■ **Okuma metni**

______

Ben diziyi şirketin Youtube kanalından izledim. Orada mutlaka İngilizce altyazı oluyor. Ama bazen gönüllü çevirmenlerin başka dillerde eklediği altyazılar da olabiliyor. Bakarsınız. Buraya bırakıyorum siteyi. Dizinin konusuna gelelim o halde. Thannam 17 yaşında bir genç kızdır. Bir gece göl kenarında otururken buluruz onu. Bir başka yerde de Thannam'ın erkek kardeşi doğmak üzeredir. Bu iki farklı mekan arası olanları izlerken Thannam yerinden kalkar ve göle girerek intihar eder. Bir hayat doğarken bir hayat kendi isteğiyle veda etmiştir bu dünyaya. Daha sonra aradan tam 17 yıl geçmişken kalan insanların nasıl yaşadığını izlemeye başlarız. Tonmai, Thannam'ın erkek kardeşi, ablasının öldüğü gün doğduğu için asla doğum günü kutlamamış, babasından hep sert bir tavır görmüş bir çocuktur. Tek arkadaşı Noina ismindeki bir kızdır. Okulda dışlanır, evde babasından sevgi göremez, Noina'dan hoşlanırken onun en yakın arkadaşı olarak yanında olup sevgilisi ile mutlu hallerini izlemek zorunda kalır. Hayatı böyle bir haldeyken 17. yaş günü gelir. Babası her seneden farklı olarak bu sene ona bir hediye verir. Bu hediye ablasının odasıdır. Buna çok sevinen Tonmai büyük bir heyecanla odayı keşfetmeye başlar. O sırada lambanın bozuk olduğunu keşfeder ve gidip ampülü değiştirir. Tam ışık geri geldiğinde yanı başında kendini izleyen birini fark eder. Dikkatli bakınca bunun ablasının anma fotoğraflarındaki kıza çok benzediğini anlar. O an ablasının hayaletinin 17 yıldır bu odada hapsolduğunu öğrenir. Thannam öldüğü zamandan beri buradadır. Ama hafızasını kaybetmiştir ve neden hala reankarne olmadığını anlamayamıyordur. Tonmai ablasına geçmişte olanları hatırlaması konusunda yardım ederken bir yandan da onunla yaşamayadığı abla-kardeş ilişkisini yaşamaya başlar. İki kardeş birbirlerine her koşulda destek olup birbirlerinin hayatını güzelleştirmek için çabalarlar. Ama Tonmai'in anlamadığı bir şey vardır. Bu kadar güzel bir hayatı olan ablası neden ölmek istemiştir? Geçmişe gidildikçe hiçbir şeyin göründüğü gibi olmadığını, gerçeğin çok farklı olduğunu anlar.

______

■ **Verilen satırlar**
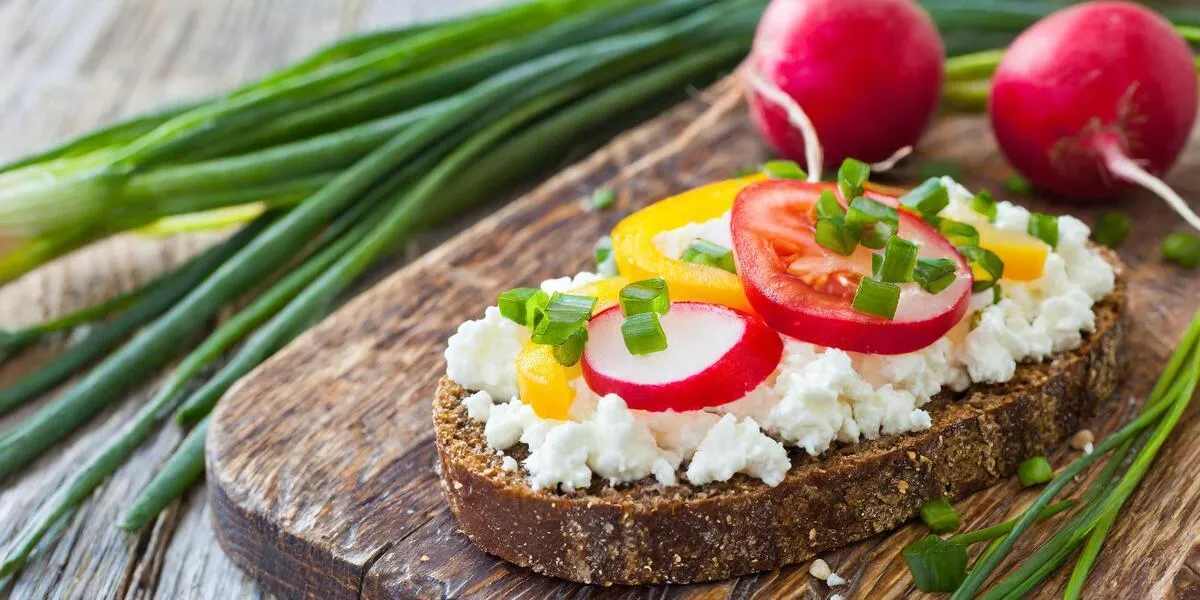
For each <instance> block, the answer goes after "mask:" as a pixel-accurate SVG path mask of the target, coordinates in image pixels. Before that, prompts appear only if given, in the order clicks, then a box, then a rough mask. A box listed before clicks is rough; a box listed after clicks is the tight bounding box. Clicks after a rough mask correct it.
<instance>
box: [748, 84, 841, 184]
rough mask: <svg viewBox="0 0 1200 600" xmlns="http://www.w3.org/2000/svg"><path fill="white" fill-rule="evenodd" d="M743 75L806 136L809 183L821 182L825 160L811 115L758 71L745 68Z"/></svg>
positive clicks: (751, 84)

______

■ **Anlama kontrolü**
1. Okuma metnine göre Tonmai'nin tek arkadaşı kimdir?
2. Aşağıdaki ifadelerin okuma metniyle uyuşup uyuşmadığını belirtin; her biri için evet ya da hayır deyin ve karar veren sözleri metinden aynen aktarın.
(a) Thannam on yedi yaşında bir genç kızdır.
(b) Tonmai her yıl doğum gününü kutlamıştır.
(c) Tonmai'nin babası ona on yedinci yaş gününde ablasının odasını hediye eder.
3. Okuma metnindeki şu cümleyi İngilizceye çevirin: "Babası her seneden farklı olarak bu sene ona bir hediye verir."

■ **Soruların çözümleri**
1. Noina adında bir kız.

2.
(a) Evet: "Thannam 17 yaşında bir genç kızdır."
(b) Hayır: "asla doğum günü kutlamamış"
(c) Evet: "Bu hediye ablasının odasıdır."

3. Unlike every other year, his father gives him a present this year.